===== Okuma metni =====

Verimli, işlevsel, dengeli büyüyen ve sorunlarını asgariye indirmiş olan bir ulaştırma sisteminin baş şartlarından birisi dengeli türel dağılım ve türler arası entegrasyondur. Ülkemizde; Osmanlı döneminde inşa edilen 13 bin km dolaylarındaki demiryolu hattının, 4 bin 300 km’lik Anadolu topraklarındaki bölümü devralınmış, Cumhuriyet’in ilk yıllarında gerçekleştirilmiş olan yatırımlarla bunun üzerine 3 bin 100 km’lik yeni demiryolu ağı ilave edilmiş, takibinde ise çeşitli uluslararası angajmanlar ve politik kararlar doğrultusunda karayolu yatırımları hızla gelişerek, demiryolu ve diğer ulaştırma türlerini adeta tedavülden kaldırmıştır. Bu nedenle; Cumhuriyet’in ilk periyodu sonrasından 2000 yılına kadar geçen süreçte yapılmış olan demiryolu hat kilometresi 400’ler mertebesinde kalmış, 2000 yılına gelindiğinde karayolu ulaşımı neredeyse mevcut tek ulaştırma türüne dönüşmüştür. 2000’li yıllarla birlikte başlayan yatırımlarla, demiryollarındaki inşa hızı Osmanlı’nın son dönemleri ve Cumhuriyet’in ilk yıllarındaki ivmesini kazanmıştır.
Türler arası dağılım kırılıyor
Son yıllarda benzer şekilde, havayolu sektöründe yaşanan gelişmeler ve denizyollarında planlanan iyileştirmelerle, karayolu ulaştırma türünün çok yakın gelecekte türler arası dağılımdaki ağırlığının nispeten kırılmış olması beklenmektedir. Gerek 10. Kalkınma Planı’nda 2023 vizyonuyla gerekse de 11. Ulaştırma Denizcilik ve Haberleşme Şurası’nda 2035 hedefleriyle 2023 itibariyle ‘dünyanın en büyük 10 ekonomisi arasına girme’ hedefi bağlamında, ulaştırma sektöründe niteliksel ve niceliksel büyüme, ulaştırma sisteminin sorunlarını en aza indirme ve verimli, işlevsel bir sistemin kurulumu paralelinde hedefler konmuş olup bu hedefler, yenilikçi uygulamaların şehir içi ve şehirlerarası ulaşımda kullanılmasını zorunlu kılmaktadır.
Karayolu trafik güvenliğinin sağlanması ve trafik tıkanıklığının makul seviyelere çekilmesi başta olmak üzere, ulaştırma sistemimizdeki sağlıklı büyümeyi sağlamada Akıllı Ulaşım Sistemleri (AUS) uygulamaları önemli bir role sahiptir.

===== Verilen malzeme =====

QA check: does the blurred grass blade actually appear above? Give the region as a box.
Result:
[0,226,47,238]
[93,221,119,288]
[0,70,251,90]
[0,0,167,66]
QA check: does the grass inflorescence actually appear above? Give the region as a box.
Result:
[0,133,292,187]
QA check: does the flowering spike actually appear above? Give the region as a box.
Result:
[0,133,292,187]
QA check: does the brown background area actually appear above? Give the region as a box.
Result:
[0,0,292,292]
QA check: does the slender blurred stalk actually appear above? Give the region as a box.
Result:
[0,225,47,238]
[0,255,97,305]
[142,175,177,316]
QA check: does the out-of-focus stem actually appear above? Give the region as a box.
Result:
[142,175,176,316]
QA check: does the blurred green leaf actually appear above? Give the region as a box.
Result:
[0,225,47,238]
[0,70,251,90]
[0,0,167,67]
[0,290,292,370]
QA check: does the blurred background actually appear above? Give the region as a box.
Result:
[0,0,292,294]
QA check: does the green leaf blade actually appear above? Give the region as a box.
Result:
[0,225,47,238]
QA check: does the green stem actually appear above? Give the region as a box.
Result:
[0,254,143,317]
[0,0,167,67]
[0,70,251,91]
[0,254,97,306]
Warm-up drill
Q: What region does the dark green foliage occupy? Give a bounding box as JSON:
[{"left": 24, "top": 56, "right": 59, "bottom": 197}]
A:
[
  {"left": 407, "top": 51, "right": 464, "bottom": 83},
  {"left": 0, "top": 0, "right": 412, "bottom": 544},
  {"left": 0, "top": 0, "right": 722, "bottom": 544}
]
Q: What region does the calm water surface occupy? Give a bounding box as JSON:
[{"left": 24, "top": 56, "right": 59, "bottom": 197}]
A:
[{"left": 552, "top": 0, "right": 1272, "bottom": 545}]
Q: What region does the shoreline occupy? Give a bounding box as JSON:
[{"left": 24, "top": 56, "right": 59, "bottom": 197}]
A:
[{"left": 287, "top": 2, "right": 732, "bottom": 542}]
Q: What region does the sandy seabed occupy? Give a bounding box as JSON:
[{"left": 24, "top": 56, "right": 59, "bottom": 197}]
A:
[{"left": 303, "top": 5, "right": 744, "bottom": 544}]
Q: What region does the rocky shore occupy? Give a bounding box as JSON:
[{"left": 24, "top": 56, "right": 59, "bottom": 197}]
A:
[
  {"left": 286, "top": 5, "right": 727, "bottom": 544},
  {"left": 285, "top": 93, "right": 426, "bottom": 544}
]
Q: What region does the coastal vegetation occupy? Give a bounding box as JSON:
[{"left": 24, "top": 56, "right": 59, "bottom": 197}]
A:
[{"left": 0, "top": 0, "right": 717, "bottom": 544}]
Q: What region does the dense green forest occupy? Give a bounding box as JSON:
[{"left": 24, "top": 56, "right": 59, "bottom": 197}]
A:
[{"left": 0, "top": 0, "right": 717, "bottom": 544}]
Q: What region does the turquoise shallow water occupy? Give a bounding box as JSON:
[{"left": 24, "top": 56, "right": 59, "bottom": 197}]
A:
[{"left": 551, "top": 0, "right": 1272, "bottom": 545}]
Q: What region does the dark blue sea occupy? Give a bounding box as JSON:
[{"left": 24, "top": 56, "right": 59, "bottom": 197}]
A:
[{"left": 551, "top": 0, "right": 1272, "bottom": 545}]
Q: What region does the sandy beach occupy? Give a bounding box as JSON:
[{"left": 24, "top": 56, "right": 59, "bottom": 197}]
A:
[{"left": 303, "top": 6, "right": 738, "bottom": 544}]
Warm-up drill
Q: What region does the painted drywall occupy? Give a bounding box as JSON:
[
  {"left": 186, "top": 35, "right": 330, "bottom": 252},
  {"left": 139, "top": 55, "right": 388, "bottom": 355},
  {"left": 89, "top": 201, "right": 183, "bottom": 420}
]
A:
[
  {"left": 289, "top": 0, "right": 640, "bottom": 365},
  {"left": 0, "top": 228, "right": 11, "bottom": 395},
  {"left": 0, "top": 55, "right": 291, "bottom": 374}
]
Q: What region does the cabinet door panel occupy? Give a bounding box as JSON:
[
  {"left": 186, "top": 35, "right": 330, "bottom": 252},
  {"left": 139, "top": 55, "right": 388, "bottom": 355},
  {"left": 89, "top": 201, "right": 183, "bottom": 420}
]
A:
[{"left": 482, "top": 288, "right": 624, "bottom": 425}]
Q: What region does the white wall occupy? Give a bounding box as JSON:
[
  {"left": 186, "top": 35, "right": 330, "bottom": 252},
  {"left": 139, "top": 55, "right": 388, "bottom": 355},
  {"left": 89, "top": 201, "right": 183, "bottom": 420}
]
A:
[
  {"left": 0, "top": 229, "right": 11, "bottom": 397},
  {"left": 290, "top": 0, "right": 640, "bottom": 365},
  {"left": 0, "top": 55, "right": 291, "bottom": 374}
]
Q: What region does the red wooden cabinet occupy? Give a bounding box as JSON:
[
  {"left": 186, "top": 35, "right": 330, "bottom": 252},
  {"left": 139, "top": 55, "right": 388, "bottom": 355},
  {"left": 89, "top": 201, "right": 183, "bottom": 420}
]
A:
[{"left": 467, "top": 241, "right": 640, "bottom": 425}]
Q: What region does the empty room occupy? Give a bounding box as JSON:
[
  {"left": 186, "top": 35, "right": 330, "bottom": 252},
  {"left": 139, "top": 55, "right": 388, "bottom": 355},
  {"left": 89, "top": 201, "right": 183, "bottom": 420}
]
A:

=====

* _Alıştırma A_
Okuma metnine göre Cumhuriyet'in ilk yıllarında yapılan yatırımlarla kaç kilometrelik yeni demiryolu ağı eklendi?
* _Alıştırma B_
Okuma metnindeki şu cümleyi İngilizceye çevirin: "Karayolu trafik güvenliğinin sağlanması ve trafik tıkanıklığının makul seviyelere çekilmesi başta olmak üzere, ulaştırma sistemimizdeki sağlıklı büyümeyi sağlamada Akıllı Ulaşım Sistemleri (AUS) uygulamaları önemli bir role sahiptir."
Satırlar başka bir kaynaktan alındı.

* _Cevap A_
3 bin 100 km'lik yeni demiryolu ağı eklendi.

* _Cevap B_
Intelligent Transportation Systems (AUS) applications play an important role in achieving healthy growth in our transportation system, above all in ensuring road traffic safety and bringing traffic congestion down to reasonable levels.